> [Excerpt provided]:
It wasn’t until my late thirties that I began to take acting in films seriously. Up till then, I had been more interested in traveling, love affairs, political activism, my friends, writing, and living.
I don’t know what caused the shift in my attitude. Maybe it was age. Maybe it was the experience of failure (I had done years of bad films in a row). But really, I believe that I was just more interested in the other aspects of my life, until one day I realized that my talent was intensely interesting, too, and I shouldn’t slough it off anymore. Also, let me say that I was one of the last to come under the Hollywood star system. I had been brought to Hollywood on a contract which guaranteed me three pictures a year, and Hollywood was churning out three times as many films then as they are today. Audiences were guaranteed. Films were the mainstay of American, European, and Japanese entertainment. People went to the movies. They weren’t selective about which movie. It’s different today.
So perhaps I began to take my work in films seriously when I realized the audiences were doing the same thing. When they ceased to be casual about it, I did too.
Then one night I saw Marlon Brando being interviewed on television. He wanted to talk about the plight of the American Indian and the interviewer wanted to talk about acting. I agreed with the interviewer. But what got to me was that this was one of the really great actors of our time, and he appeared to have contempt both for his profession and his talent. I didn’t want to be like that. So I guess that had something to do with it.
Anyway, with the advent of Turning Point and Being There and Terms of Endearment, I found that I was taking myself more seriously and enjoying it to boot.
At the same time, I had begun my search for the recognition of higher consciousness. Life and acting, then, came together for me. Discovering my identity was a serious undertaking for me. Previously I had searched it out through the development of a sociopolitical co
nsciousness and by consciousness-raising as a feminist. I had thought that the future salvation of the human race lay in those domains. Concern for my fellow humans seemed to be best served through political and social channels. Yet all the while I knew that within those avenues there was something missing. How could I really help others if I didn’t know who I was? Organizations lacked individualized understanding. They moved as a group, as a movement. The individual identity was what interested me. And so, although there was still much I agreed with and was attracted to within the sociopolitical activism of the time, I fundamentally understood that the only change I could really effect was the change within myself. That was where I would grow and progress to more understanding. So I began to veer away from political and social movements. They seemed to shift within themselves anyway as each individual reached his or her own personal understanding.

> [Records provided]:

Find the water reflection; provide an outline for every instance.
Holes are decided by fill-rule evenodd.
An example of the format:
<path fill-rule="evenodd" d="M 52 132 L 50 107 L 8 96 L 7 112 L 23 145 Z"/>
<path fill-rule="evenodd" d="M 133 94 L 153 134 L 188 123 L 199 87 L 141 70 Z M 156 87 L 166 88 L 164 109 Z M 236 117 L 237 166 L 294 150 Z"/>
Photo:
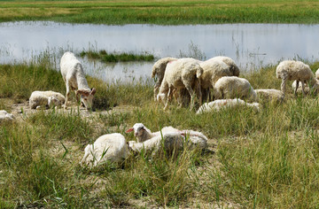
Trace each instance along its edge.
<path fill-rule="evenodd" d="M 209 58 L 232 58 L 242 71 L 300 57 L 319 57 L 319 25 L 224 24 L 196 26 L 62 24 L 9 22 L 0 24 L 0 62 L 29 60 L 49 50 L 59 57 L 65 50 L 105 50 L 144 51 L 157 58 L 187 54 L 190 44 Z M 82 60 L 86 72 L 105 81 L 149 77 L 152 63 L 105 65 Z"/>

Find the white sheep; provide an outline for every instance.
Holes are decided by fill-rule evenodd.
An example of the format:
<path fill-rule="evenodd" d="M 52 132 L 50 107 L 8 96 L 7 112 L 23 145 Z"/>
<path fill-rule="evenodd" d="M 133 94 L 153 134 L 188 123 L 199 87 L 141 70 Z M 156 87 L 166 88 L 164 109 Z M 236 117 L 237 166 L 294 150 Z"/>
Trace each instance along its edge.
<path fill-rule="evenodd" d="M 241 98 L 257 101 L 257 95 L 246 79 L 237 76 L 224 76 L 220 78 L 214 87 L 215 99 Z"/>
<path fill-rule="evenodd" d="M 65 97 L 58 92 L 52 90 L 32 92 L 29 98 L 29 106 L 31 109 L 40 107 L 61 106 L 66 101 Z"/>
<path fill-rule="evenodd" d="M 217 56 L 214 58 L 212 58 L 208 60 L 206 60 L 207 62 L 210 61 L 222 61 L 224 62 L 228 66 L 230 71 L 231 72 L 231 75 L 233 76 L 239 76 L 239 68 L 238 66 L 236 65 L 235 61 L 229 58 L 229 57 L 224 57 L 224 56 Z"/>
<path fill-rule="evenodd" d="M 164 58 L 159 59 L 155 64 L 153 65 L 152 68 L 152 78 L 157 77 L 157 81 L 154 85 L 154 101 L 156 101 L 156 96 L 159 94 L 160 84 L 164 78 L 164 74 L 166 70 L 167 65 L 171 62 L 177 60 L 177 58 Z"/>
<path fill-rule="evenodd" d="M 201 114 L 205 112 L 210 112 L 212 111 L 219 112 L 225 108 L 234 108 L 240 106 L 247 106 L 252 107 L 254 111 L 260 111 L 260 104 L 259 103 L 246 103 L 242 99 L 234 98 L 234 99 L 217 99 L 210 103 L 206 103 L 199 107 L 197 114 Z"/>
<path fill-rule="evenodd" d="M 203 68 L 203 74 L 200 77 L 201 89 L 203 91 L 204 100 L 208 98 L 210 89 L 214 88 L 215 82 L 222 76 L 233 76 L 234 72 L 230 66 L 224 62 L 211 58 L 201 62 L 200 66 Z"/>
<path fill-rule="evenodd" d="M 194 58 L 180 58 L 171 61 L 167 64 L 162 83 L 160 88 L 160 93 L 157 96 L 158 101 L 165 103 L 164 110 L 167 109 L 171 94 L 175 89 L 180 91 L 187 89 L 191 96 L 191 109 L 193 107 L 195 90 L 197 87 L 199 97 L 200 92 L 200 76 L 203 69 L 199 66 L 199 61 Z"/>
<path fill-rule="evenodd" d="M 160 131 L 152 133 L 143 123 L 136 123 L 133 128 L 128 128 L 126 133 L 134 131 L 134 135 L 136 137 L 138 143 L 143 143 L 152 137 L 160 135 Z M 162 133 L 178 132 L 179 130 L 173 127 L 164 127 L 161 129 Z"/>
<path fill-rule="evenodd" d="M 146 152 L 152 151 L 152 154 L 161 153 L 165 151 L 167 154 L 177 153 L 183 150 L 184 136 L 178 132 L 165 133 L 163 135 L 156 135 L 143 143 L 135 141 L 128 142 L 128 148 L 134 151 L 141 152 L 142 150 Z"/>
<path fill-rule="evenodd" d="M 82 66 L 74 53 L 69 51 L 64 53 L 60 61 L 60 71 L 66 87 L 65 108 L 66 108 L 70 90 L 74 90 L 77 101 L 80 95 L 84 106 L 91 109 L 96 89 L 89 89 Z"/>
<path fill-rule="evenodd" d="M 300 81 L 301 82 L 303 95 L 306 95 L 305 82 L 307 81 L 317 89 L 314 73 L 311 71 L 309 66 L 303 62 L 294 60 L 282 61 L 276 69 L 276 74 L 278 79 L 283 80 L 281 90 L 284 94 L 285 93 L 285 83 L 287 81 L 297 81 L 296 89 L 294 89 L 295 94 L 297 94 Z"/>
<path fill-rule="evenodd" d="M 126 140 L 121 134 L 113 133 L 99 136 L 93 144 L 84 149 L 82 166 L 97 166 L 106 161 L 121 162 L 128 156 Z"/>
<path fill-rule="evenodd" d="M 284 99 L 284 92 L 277 89 L 255 89 L 257 97 L 260 100 L 283 102 Z"/>
<path fill-rule="evenodd" d="M 14 117 L 12 113 L 8 113 L 8 112 L 2 110 L 0 111 L 0 123 L 4 121 L 12 121 L 14 120 Z"/>
<path fill-rule="evenodd" d="M 146 142 L 151 138 L 160 136 L 167 133 L 178 133 L 183 136 L 188 136 L 188 139 L 191 142 L 192 146 L 198 147 L 200 149 L 207 147 L 207 137 L 202 133 L 194 130 L 179 130 L 173 127 L 164 127 L 160 131 L 152 133 L 143 123 L 136 123 L 133 128 L 128 128 L 126 133 L 132 131 L 134 131 L 137 143 Z"/>

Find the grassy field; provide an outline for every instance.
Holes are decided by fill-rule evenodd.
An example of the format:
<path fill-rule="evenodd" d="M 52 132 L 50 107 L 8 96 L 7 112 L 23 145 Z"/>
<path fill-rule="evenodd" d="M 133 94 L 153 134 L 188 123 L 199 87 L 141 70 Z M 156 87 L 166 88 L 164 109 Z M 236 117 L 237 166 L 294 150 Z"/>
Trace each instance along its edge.
<path fill-rule="evenodd" d="M 294 97 L 261 102 L 260 112 L 224 110 L 197 115 L 174 104 L 164 112 L 152 100 L 152 82 L 97 89 L 97 112 L 74 108 L 18 113 L 35 89 L 65 92 L 59 73 L 46 58 L 0 65 L 0 109 L 17 121 L 0 126 L 0 208 L 247 207 L 316 208 L 319 205 L 319 104 Z M 310 65 L 314 72 L 319 63 Z M 276 66 L 243 74 L 254 89 L 280 89 Z M 25 81 L 27 81 L 27 82 Z M 290 83 L 291 84 L 291 83 Z M 72 98 L 74 99 L 74 97 Z M 108 112 L 106 112 L 108 111 Z M 130 156 L 121 165 L 89 170 L 79 166 L 88 143 L 143 122 L 151 130 L 173 126 L 203 132 L 204 153 L 185 151 L 177 159 Z"/>
<path fill-rule="evenodd" d="M 0 1 L 0 21 L 94 24 L 319 23 L 317 1 Z"/>

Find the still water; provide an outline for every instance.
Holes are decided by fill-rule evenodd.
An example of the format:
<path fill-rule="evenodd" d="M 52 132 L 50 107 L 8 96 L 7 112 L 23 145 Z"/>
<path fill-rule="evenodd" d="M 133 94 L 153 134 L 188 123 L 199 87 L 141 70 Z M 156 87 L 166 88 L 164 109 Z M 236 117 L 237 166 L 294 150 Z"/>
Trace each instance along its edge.
<path fill-rule="evenodd" d="M 49 21 L 0 24 L 0 63 L 28 61 L 43 51 L 59 58 L 66 50 L 184 57 L 200 54 L 202 59 L 224 55 L 241 71 L 277 64 L 286 58 L 319 59 L 319 25 L 223 24 L 107 26 Z M 194 50 L 195 49 L 195 50 Z M 81 59 L 87 74 L 105 81 L 129 81 L 151 75 L 154 62 L 106 65 Z"/>

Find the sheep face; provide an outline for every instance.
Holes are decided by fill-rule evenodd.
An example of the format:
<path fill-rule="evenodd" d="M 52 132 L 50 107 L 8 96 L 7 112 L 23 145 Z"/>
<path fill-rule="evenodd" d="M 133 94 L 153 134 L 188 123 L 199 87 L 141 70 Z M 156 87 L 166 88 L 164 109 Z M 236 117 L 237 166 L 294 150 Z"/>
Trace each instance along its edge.
<path fill-rule="evenodd" d="M 133 130 L 136 137 L 142 136 L 145 131 L 145 126 L 143 125 L 143 123 L 136 123 L 133 128 L 128 128 L 126 133 L 132 132 Z"/>
<path fill-rule="evenodd" d="M 96 93 L 96 89 L 79 89 L 76 94 L 81 95 L 81 102 L 87 109 L 91 109 L 93 105 L 93 97 Z"/>

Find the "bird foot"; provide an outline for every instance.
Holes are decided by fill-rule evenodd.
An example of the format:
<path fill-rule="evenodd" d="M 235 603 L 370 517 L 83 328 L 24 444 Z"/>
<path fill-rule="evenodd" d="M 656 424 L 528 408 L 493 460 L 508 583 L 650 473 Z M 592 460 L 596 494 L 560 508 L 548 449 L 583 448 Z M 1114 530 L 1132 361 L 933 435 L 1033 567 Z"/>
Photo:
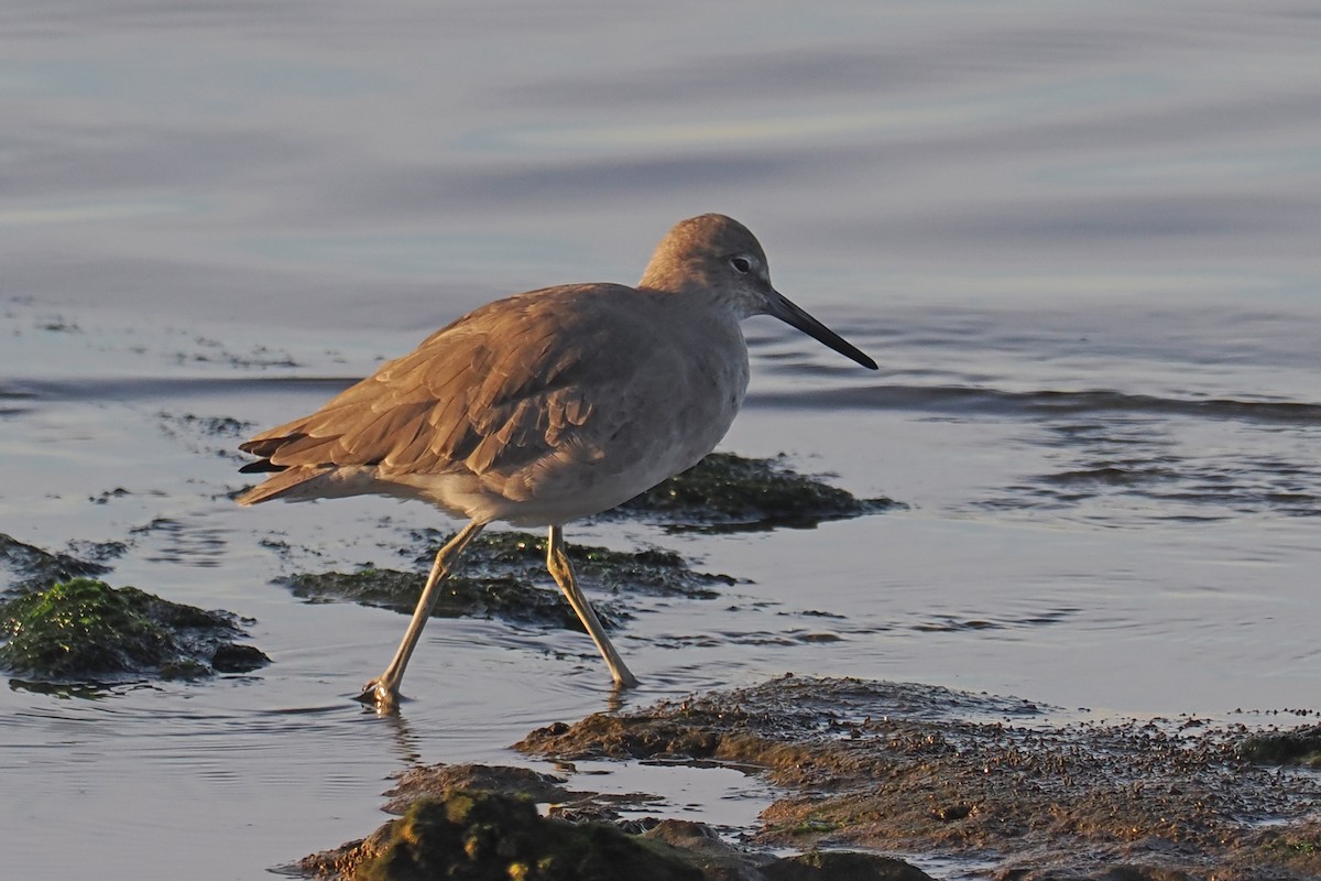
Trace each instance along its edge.
<path fill-rule="evenodd" d="M 399 689 L 388 687 L 380 679 L 373 679 L 363 686 L 362 693 L 354 700 L 375 707 L 380 716 L 394 716 L 399 712 Z"/>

> [Task brief]: In the excerpt about acting, start at the words "It wasn’t until" and stop after "writing, and living.". Rewrite that span with "late thirties" replaced by "early forties". Answer using only the excerpt about acting.

> [Answer space]:
It wasn’t until my early forties that I began to take acting in films seriously. Up till then, I had been more interested in traveling, love affairs, political activism, my friends, writing, and living.